*** Data for this exercise ***

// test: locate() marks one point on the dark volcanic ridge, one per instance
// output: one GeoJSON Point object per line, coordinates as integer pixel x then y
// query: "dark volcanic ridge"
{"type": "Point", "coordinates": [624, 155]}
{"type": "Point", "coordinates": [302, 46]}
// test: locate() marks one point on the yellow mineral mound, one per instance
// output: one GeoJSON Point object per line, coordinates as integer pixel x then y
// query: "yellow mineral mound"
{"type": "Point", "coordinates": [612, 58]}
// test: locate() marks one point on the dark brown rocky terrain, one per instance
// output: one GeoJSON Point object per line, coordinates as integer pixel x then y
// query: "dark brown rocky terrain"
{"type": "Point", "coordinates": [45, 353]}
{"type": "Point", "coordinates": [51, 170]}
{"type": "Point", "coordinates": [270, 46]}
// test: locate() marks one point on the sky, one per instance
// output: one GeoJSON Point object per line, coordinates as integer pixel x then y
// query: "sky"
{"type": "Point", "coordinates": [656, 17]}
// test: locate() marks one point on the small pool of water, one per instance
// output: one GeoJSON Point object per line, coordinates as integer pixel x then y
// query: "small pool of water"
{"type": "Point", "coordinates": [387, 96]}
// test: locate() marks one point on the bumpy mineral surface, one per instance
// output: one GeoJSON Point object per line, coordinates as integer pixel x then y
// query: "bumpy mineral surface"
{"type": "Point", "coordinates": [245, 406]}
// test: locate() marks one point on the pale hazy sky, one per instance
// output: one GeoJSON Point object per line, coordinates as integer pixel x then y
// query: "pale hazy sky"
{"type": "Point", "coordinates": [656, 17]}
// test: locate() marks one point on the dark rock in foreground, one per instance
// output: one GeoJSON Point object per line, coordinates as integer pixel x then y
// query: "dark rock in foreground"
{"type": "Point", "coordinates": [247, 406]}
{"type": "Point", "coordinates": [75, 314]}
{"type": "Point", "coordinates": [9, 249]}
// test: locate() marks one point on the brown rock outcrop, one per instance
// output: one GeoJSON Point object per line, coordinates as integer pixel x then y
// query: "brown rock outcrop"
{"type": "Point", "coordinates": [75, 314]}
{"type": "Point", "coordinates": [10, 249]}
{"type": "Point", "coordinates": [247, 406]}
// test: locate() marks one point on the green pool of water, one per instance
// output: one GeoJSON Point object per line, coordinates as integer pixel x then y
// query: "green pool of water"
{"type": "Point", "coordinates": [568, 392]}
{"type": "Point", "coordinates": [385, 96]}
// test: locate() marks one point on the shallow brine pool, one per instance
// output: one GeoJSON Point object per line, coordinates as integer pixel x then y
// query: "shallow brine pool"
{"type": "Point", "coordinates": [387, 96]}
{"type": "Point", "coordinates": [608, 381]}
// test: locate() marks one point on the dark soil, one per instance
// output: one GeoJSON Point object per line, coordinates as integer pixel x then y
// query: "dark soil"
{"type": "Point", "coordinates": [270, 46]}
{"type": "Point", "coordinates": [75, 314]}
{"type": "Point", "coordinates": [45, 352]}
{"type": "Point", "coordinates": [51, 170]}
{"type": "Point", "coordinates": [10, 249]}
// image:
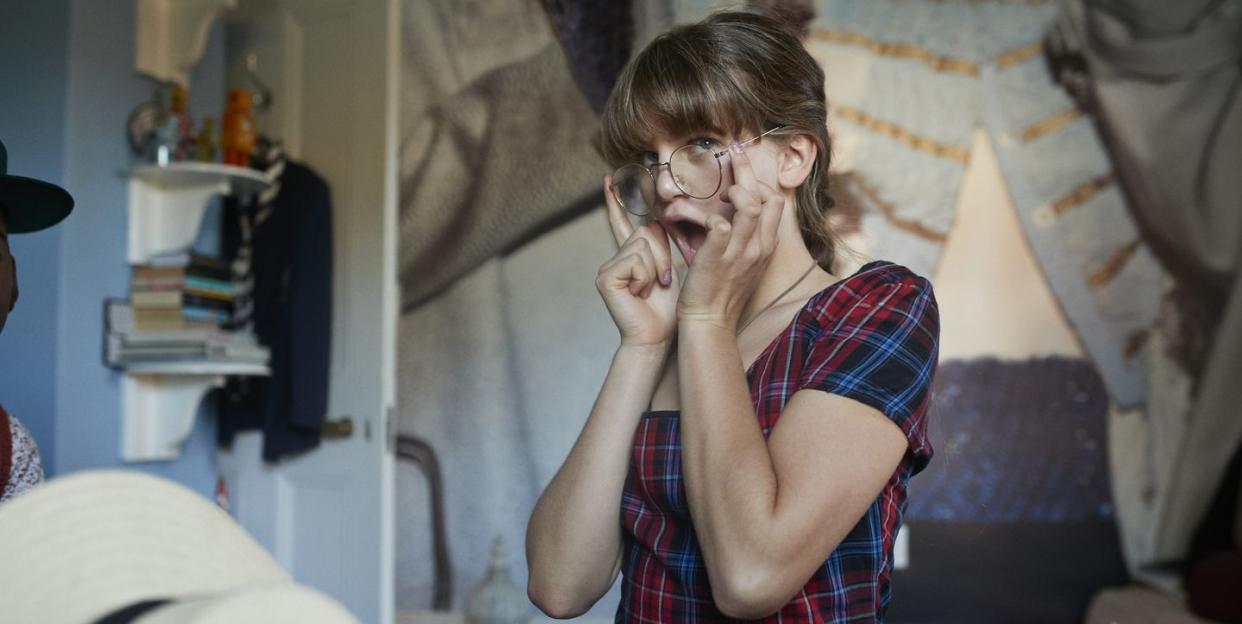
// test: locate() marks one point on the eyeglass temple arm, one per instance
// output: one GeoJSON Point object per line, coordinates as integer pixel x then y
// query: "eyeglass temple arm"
{"type": "Point", "coordinates": [720, 153]}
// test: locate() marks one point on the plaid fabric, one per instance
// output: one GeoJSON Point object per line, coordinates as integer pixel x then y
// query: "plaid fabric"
{"type": "Point", "coordinates": [871, 337]}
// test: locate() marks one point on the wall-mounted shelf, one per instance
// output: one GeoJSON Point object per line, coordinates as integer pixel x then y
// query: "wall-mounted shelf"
{"type": "Point", "coordinates": [167, 203]}
{"type": "Point", "coordinates": [160, 399]}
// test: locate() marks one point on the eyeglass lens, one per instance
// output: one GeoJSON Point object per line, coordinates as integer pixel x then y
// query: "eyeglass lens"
{"type": "Point", "coordinates": [694, 169]}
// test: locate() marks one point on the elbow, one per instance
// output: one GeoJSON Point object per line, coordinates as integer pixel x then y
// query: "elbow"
{"type": "Point", "coordinates": [557, 603]}
{"type": "Point", "coordinates": [749, 594]}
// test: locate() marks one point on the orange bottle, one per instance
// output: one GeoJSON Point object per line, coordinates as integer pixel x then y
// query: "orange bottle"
{"type": "Point", "coordinates": [237, 128]}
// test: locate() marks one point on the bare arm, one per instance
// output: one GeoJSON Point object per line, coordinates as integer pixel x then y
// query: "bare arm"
{"type": "Point", "coordinates": [574, 537]}
{"type": "Point", "coordinates": [768, 513]}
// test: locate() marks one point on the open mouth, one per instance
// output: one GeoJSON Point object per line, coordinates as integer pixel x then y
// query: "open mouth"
{"type": "Point", "coordinates": [688, 236]}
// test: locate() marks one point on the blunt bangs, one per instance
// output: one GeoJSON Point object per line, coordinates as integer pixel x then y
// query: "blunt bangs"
{"type": "Point", "coordinates": [676, 87]}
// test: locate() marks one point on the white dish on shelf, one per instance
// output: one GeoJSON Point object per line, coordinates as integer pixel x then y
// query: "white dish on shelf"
{"type": "Point", "coordinates": [181, 174]}
{"type": "Point", "coordinates": [167, 201]}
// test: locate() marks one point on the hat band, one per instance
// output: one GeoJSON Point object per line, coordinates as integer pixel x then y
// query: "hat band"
{"type": "Point", "coordinates": [128, 614]}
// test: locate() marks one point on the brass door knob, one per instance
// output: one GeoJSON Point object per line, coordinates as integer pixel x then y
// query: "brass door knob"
{"type": "Point", "coordinates": [337, 429]}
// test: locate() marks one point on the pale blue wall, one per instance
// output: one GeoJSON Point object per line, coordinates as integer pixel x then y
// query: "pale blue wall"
{"type": "Point", "coordinates": [73, 87]}
{"type": "Point", "coordinates": [32, 80]}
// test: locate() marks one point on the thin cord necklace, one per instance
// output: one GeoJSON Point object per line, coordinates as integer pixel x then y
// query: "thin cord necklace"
{"type": "Point", "coordinates": [773, 302]}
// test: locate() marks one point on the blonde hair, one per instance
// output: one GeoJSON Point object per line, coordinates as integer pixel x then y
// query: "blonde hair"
{"type": "Point", "coordinates": [732, 72]}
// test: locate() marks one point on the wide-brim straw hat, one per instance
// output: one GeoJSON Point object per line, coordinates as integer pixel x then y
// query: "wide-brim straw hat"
{"type": "Point", "coordinates": [121, 546]}
{"type": "Point", "coordinates": [29, 204]}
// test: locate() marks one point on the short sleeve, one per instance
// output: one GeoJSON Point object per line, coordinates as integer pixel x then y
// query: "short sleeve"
{"type": "Point", "coordinates": [879, 347]}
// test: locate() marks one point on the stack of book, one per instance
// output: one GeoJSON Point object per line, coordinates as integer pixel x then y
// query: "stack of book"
{"type": "Point", "coordinates": [181, 291]}
{"type": "Point", "coordinates": [178, 311]}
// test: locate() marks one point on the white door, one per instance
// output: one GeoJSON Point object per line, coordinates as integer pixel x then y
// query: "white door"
{"type": "Point", "coordinates": [328, 515]}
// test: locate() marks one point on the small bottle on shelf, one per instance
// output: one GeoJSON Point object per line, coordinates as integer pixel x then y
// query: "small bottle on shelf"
{"type": "Point", "coordinates": [237, 128]}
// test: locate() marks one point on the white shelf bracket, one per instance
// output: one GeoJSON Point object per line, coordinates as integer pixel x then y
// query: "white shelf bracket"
{"type": "Point", "coordinates": [158, 413]}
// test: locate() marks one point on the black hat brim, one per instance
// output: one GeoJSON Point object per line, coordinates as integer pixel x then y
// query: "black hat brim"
{"type": "Point", "coordinates": [32, 205]}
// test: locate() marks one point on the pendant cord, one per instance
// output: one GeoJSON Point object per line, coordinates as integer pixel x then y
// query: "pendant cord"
{"type": "Point", "coordinates": [773, 302]}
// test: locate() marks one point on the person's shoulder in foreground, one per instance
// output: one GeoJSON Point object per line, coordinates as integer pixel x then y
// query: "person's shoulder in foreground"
{"type": "Point", "coordinates": [874, 337]}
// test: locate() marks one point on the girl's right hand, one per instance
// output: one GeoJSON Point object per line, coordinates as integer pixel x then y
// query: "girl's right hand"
{"type": "Point", "coordinates": [639, 284]}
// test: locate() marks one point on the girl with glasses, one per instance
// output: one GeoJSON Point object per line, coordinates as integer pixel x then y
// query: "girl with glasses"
{"type": "Point", "coordinates": [749, 451]}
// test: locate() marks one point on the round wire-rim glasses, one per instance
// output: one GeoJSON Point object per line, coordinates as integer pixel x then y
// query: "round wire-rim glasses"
{"type": "Point", "coordinates": [692, 168]}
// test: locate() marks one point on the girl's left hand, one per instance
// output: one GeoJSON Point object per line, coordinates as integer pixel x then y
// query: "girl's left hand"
{"type": "Point", "coordinates": [728, 266]}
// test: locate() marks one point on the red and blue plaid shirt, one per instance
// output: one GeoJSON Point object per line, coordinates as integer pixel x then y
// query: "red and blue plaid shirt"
{"type": "Point", "coordinates": [871, 337]}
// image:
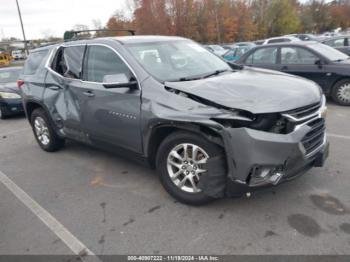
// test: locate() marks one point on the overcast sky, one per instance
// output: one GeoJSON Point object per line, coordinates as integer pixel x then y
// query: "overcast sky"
{"type": "Point", "coordinates": [53, 17]}
{"type": "Point", "coordinates": [43, 18]}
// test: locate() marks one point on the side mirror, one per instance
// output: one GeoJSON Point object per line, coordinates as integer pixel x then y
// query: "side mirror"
{"type": "Point", "coordinates": [118, 81]}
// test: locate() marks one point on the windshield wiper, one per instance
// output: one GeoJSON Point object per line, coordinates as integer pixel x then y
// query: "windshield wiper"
{"type": "Point", "coordinates": [191, 78]}
{"type": "Point", "coordinates": [216, 72]}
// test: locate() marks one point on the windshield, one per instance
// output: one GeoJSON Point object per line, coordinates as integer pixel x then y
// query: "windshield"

***

Written exercise: Exclude all pictures and reproduce verbatim the lines running from the line that contains "wire-rim glasses, one per instance" to the end of the data above, both ends included.

Written response:
// test: locate() marks one point on the round wire-rim glasses, one per instance
// output: one GeoJSON Point object per line, coordinates as integer pixel x then y
// query: "round wire-rim glasses"
{"type": "Point", "coordinates": [692, 168]}
// test: locate() marks one point on the girl's left hand, one per instance
// output: one GeoJSON Point object per line, coordinates as integer pixel x then y
// query: "girl's left hand"
{"type": "Point", "coordinates": [728, 266]}
// test: locate() marks one point on the red and blue plaid shirt, one per instance
// output: one GeoJSON Point object per line, coordinates as integer pixel x then y
// query: "red and blue plaid shirt"
{"type": "Point", "coordinates": [871, 337]}
// image:
// test: locate() marks one point on the overcast sky, one per instance
// output: one GeoJSON Point object per line, coordinates as integer pixel x then y
// query: "overcast sky"
{"type": "Point", "coordinates": [53, 17]}
{"type": "Point", "coordinates": [43, 18]}
// test: locate() marks one point on the side mirror, one per instance
// output: one GeoJSON Point object per line, coordinates as integer pixel x then y
// query: "side mirror"
{"type": "Point", "coordinates": [118, 81]}
// test: locate() marks one point on the windshield wiper, one per instance
// output: one GeoJSON Point object per line, coordinates as integer pixel x then y
// query: "windshield wiper"
{"type": "Point", "coordinates": [191, 78]}
{"type": "Point", "coordinates": [216, 72]}
// test: locate() marks one point on the windshield, one per instance
// output: one GeoJSON Point object per line, coordinates as integer pixel x then y
// query: "windshield"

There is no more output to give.